=== TO-DO LIST ===
1) Answer these questions about the passage on differentially private reinforcement learning:
(a) Where does the passage leave further discussion of results on regret minimization?
(b) What type of bonus do all existing algorithms privatize?
(c) Whose minimax lower bound does the non-private part of the new regret match?
2) In the passage on differentially private reinforcement learning, turn the paragraph beginning "Detailed comparisons with existing work" into a short bulleted list that keeps its main facts.
3) Write the next paragraph of the passage on differentially private reinforcement learning, picking up after its final sentence.

Near-Optimal Differentially Private Reinforcement Learning

Detailed comparisons with existing work on differentially private RL under tabular MDP (Vietri et al., 2020; Garcelon et al., 2021; Chowdhury and Zhou, 2021) are given in Table 1, while we leave more discussions about results on regret minimization to Appendix A. Notably, all existing algorithms privatize Hoeffding-type bonus and suffer from sub-optimal regret bound. In comparison, we privatize Bernstein-type bonus and the non-private part of our regret²²2As shown in Table 1, the regret bounds of all DP-RL algorithms contain two parts: one results from running the non-private RL algorithms, while the other is the additional cost due to DP guarantees. Throughout the paper, we use “non-private part” to denote the regret from running the non-private RL algorithms. matches the minimax lower bound in Jin et al. (2018).

=== DATA ROWS ===
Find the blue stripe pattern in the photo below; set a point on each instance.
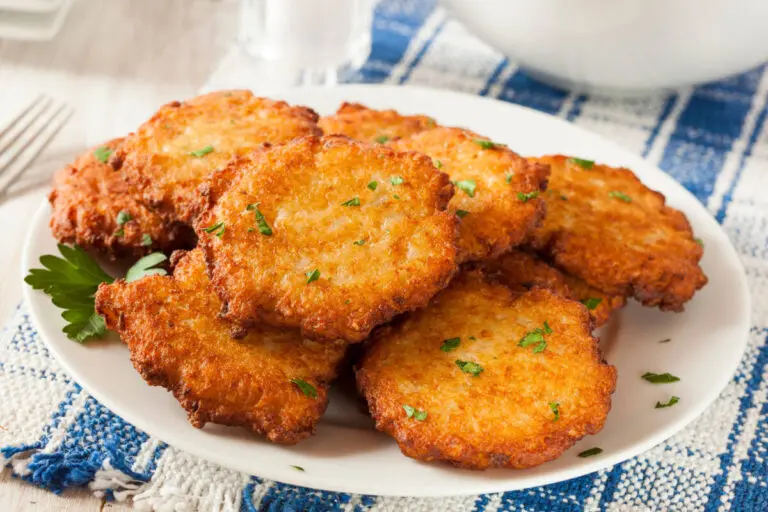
(702, 138)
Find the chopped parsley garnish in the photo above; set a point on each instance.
(660, 378)
(261, 222)
(217, 229)
(584, 164)
(414, 413)
(527, 196)
(450, 344)
(591, 452)
(202, 152)
(102, 154)
(305, 387)
(536, 337)
(591, 302)
(468, 186)
(487, 144)
(312, 275)
(123, 217)
(620, 195)
(469, 367)
(555, 406)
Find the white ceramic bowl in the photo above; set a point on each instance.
(622, 46)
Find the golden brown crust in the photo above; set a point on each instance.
(502, 417)
(177, 341)
(87, 197)
(639, 248)
(158, 161)
(368, 125)
(407, 240)
(506, 203)
(522, 271)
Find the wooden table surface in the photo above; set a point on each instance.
(114, 62)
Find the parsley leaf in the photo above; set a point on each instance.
(71, 282)
(672, 401)
(487, 144)
(467, 186)
(527, 196)
(312, 275)
(591, 302)
(414, 413)
(620, 195)
(555, 406)
(469, 367)
(202, 152)
(584, 164)
(660, 378)
(261, 222)
(146, 266)
(305, 387)
(102, 154)
(591, 452)
(450, 344)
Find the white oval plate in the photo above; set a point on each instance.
(347, 454)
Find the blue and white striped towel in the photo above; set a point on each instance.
(711, 138)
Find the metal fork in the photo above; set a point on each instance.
(25, 137)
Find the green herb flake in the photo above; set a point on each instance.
(312, 275)
(305, 387)
(584, 164)
(261, 221)
(470, 367)
(669, 403)
(591, 452)
(527, 196)
(102, 154)
(468, 186)
(450, 344)
(555, 407)
(591, 302)
(414, 413)
(202, 152)
(123, 217)
(487, 144)
(660, 378)
(620, 195)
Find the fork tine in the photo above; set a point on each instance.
(29, 122)
(58, 121)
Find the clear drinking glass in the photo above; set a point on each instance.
(307, 41)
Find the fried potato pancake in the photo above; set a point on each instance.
(452, 383)
(368, 125)
(169, 155)
(328, 234)
(499, 191)
(522, 271)
(172, 327)
(93, 207)
(604, 226)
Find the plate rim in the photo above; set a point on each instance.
(501, 485)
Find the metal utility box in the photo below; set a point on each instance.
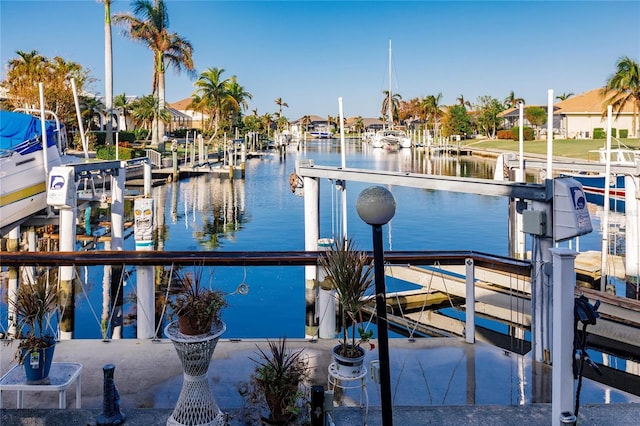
(570, 214)
(61, 187)
(534, 222)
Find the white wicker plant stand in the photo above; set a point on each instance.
(196, 404)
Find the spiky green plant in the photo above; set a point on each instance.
(277, 380)
(34, 306)
(351, 275)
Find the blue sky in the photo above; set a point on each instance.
(309, 53)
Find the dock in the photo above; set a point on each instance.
(503, 298)
(438, 381)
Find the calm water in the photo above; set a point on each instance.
(261, 213)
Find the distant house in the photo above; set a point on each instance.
(511, 117)
(582, 113)
(315, 122)
(182, 116)
(369, 124)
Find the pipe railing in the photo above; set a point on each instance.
(252, 258)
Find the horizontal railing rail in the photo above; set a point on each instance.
(252, 258)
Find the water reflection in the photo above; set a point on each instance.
(212, 209)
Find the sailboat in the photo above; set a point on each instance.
(390, 139)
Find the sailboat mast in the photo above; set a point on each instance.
(389, 107)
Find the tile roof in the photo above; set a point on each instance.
(181, 105)
(587, 102)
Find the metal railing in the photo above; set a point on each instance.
(252, 258)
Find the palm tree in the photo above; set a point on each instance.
(358, 124)
(108, 70)
(238, 99)
(564, 96)
(149, 25)
(146, 110)
(463, 102)
(395, 106)
(214, 91)
(199, 105)
(266, 120)
(91, 109)
(623, 88)
(306, 120)
(280, 104)
(511, 101)
(432, 109)
(122, 103)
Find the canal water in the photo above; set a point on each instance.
(261, 213)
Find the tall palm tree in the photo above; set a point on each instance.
(564, 96)
(214, 91)
(281, 104)
(511, 101)
(122, 103)
(108, 71)
(149, 25)
(146, 110)
(622, 88)
(266, 120)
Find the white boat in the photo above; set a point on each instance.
(24, 165)
(594, 184)
(391, 140)
(322, 132)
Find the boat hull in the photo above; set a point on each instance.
(23, 189)
(594, 188)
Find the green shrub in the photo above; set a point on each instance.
(527, 133)
(141, 134)
(109, 153)
(91, 140)
(126, 137)
(504, 134)
(181, 133)
(599, 133)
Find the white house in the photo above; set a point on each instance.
(582, 113)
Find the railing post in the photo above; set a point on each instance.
(564, 282)
(470, 328)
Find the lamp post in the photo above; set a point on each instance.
(376, 206)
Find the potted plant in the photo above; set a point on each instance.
(34, 306)
(351, 275)
(277, 383)
(196, 307)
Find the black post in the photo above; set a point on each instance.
(383, 335)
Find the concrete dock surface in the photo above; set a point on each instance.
(435, 381)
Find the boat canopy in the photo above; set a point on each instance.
(16, 128)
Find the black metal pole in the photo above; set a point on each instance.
(383, 334)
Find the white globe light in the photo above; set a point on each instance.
(376, 205)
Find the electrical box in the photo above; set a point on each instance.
(570, 214)
(534, 222)
(61, 188)
(143, 223)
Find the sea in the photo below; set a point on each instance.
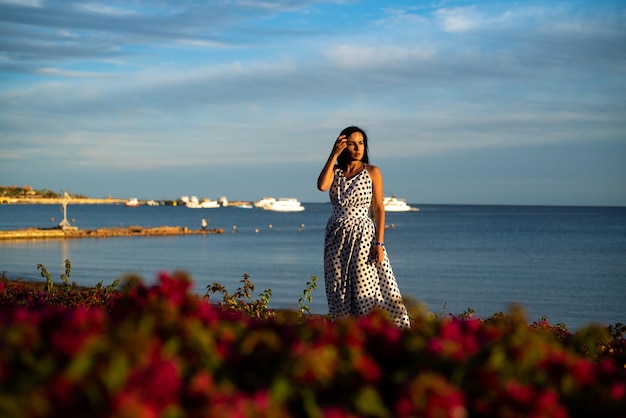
(567, 264)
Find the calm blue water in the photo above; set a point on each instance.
(568, 263)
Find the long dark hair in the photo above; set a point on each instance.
(342, 160)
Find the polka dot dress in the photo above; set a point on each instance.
(354, 284)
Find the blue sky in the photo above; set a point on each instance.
(464, 102)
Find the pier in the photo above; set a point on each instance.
(130, 231)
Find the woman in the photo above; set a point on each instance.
(357, 272)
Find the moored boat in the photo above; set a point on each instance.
(393, 204)
(285, 204)
(261, 203)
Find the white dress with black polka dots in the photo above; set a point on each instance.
(354, 284)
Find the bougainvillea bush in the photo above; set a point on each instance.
(162, 351)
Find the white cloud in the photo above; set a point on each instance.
(23, 3)
(361, 56)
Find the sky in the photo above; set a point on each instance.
(464, 102)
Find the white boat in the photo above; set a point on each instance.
(285, 204)
(194, 203)
(393, 204)
(261, 203)
(209, 204)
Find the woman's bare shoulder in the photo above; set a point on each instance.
(372, 169)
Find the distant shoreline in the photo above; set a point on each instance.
(130, 231)
(61, 200)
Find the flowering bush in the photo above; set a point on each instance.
(161, 351)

=== RESPONSES PER TASK ===
1)
(a) Appendix A.
(b) A Hoeffding-type bonus.
(c) The minimax lower bound in Jin et al. (2018).

2)
- Table 1 compares this work with existing differentially private RL work under tabular MDP (Vietri et al., 2020; Garcelon et al., 2021; Chowdhury and Zhou, 2021), and Appendix A discusses regret minimization results further.
- All existing algorithms privatize a Hoeffding-type bonus and have sub-optimal regret bounds.
- This work privatizes a Bernstein-type bonus instead.
- The regret bound of every DP-RL algorithm has two parts: the regret from running the non-private RL algorithm (the "non-private part") and the additional cost of the DP guarantee.
- The non-private part of this work's regret matches the minimax lower bound in Jin et al. (2018).

3)
Generally speaking, to achieve DP guarantee under RL, a common approach is to add appropriate noise to existing non-private algorithms, and derive tight regret bounds. We discuss about private algorithms under tabular MDP below and leave more discussions about algorithms under other settings to Appendix A. Under the constraint of JDP, Vietri et al. (2020) designed PUCB by privatizing UBEV (Dann et al., 2017). Private-UCB-VI (Chowdhury and Zhou, 2021) resulted from UCBVI (with bonus 1) (Azar et al., 2017). Under the constraint of LDP, Garcelon et al. (2021) designed LDP-OBI based on UCRL2 (Jaksch et al., 2010). However, all these works privatized Hoeffding-type bonus, which is easier to handle, but will lead to sub-optimal regret bound. In contrast, we directly build upon the non-private algorithm with minimax optimal regret bound: UCBVI with bonus 2 (Azar et al., 2017), where the privatization of Bernstein-type bonus requires more advanced techniques.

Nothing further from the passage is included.